TEXT FOR ANALYSIS →
______________________________

Blood has been among the most sought after and hardest to achieve tissue that CIRM grantees are attempting to derive from embryonic stem cells. It’s an obvious target. The medical system needs a constant influx of blood, which comes entirely from volunteer donors. Creating that blood in an unlimited supply from human embryonic stem cells would significantly ease concerns about blood shortages at hospitals. We blogged about a Los Angeles Times story last January that discussed the value of this type of work.
The National Blood Data Resource Center has this to say about how much blood was used in 2001:
U.S. hospitals transfused nearly 14 million units of whole blood and red blood cells to 4.9 million patients in 2001 – that’s an average of 38,000 units of blood needed on any given day.
Given those needs, the findings in a Nature paper by CIRM grantee David Traver at the University of California, San Diego could prove helpful. He and his team have discovered a gene called Wnt16 that, in the lab animal zebrafish, is key to the animal eventually developing a pool of hematopoietic stem cells, which are the source of all blood in the body.
In a press release from UCSD Traver said:
“What we need is the ability to generate self-renewing [human embryonic stem cells] from patients for treatments. But accomplishing this goal means first understanding the mechanisms involved in creating HSCs during embryonic development.”

______________________________

EXERCISE TASKS →
[a] Summarize the passage on producing blood from stem cells in two sentences.
[b] According to the passage on producing blood from stem cells, how many patients received transfusions in U.S. hospitals in 2001?

DATA UNDER STUDY →
______________________________

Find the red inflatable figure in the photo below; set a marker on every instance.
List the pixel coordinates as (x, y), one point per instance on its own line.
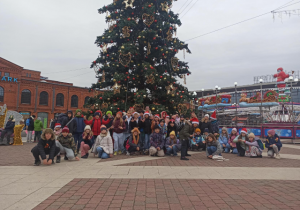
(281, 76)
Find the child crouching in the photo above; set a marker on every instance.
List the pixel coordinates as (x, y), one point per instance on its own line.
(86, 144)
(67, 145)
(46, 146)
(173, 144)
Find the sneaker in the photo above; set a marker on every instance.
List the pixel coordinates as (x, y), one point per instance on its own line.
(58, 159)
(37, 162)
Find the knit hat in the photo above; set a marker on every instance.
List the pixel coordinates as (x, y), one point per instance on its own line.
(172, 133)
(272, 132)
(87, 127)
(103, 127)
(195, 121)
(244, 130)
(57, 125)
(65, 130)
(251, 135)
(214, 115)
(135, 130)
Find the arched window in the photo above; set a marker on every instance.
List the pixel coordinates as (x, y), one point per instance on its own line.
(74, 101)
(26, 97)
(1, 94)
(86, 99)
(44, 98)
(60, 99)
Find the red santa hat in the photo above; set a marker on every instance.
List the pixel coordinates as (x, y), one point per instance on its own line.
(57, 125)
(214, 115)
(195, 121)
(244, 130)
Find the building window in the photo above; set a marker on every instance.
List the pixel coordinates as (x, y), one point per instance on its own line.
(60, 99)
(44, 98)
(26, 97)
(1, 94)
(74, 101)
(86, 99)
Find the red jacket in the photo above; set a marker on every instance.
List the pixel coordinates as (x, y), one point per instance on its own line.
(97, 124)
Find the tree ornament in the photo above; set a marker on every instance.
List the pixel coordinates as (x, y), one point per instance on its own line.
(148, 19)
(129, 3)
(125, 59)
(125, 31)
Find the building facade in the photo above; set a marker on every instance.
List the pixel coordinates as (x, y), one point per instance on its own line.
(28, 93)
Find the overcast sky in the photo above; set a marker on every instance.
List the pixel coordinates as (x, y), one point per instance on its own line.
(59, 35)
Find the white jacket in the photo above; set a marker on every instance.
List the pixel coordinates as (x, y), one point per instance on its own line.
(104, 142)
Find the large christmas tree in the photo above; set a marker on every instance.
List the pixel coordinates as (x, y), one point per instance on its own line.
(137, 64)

______________________________

ANSWERS TO THE PROBLEMS →
[a] Because the medical system depends entirely on volunteer donors for a constant supply of blood, creating an unlimited supply from human embryonic stem cells would significantly ease concerns about hospital blood shortages. A Nature paper by CIRM grantee David Traver and his team at the University of California, San Diego reports the discovery of a gene called Wnt16, which in zebrafish is key to developing a pool of hematopoietic stem cells, the source of all blood in the body.

[b] 4.9 million patients.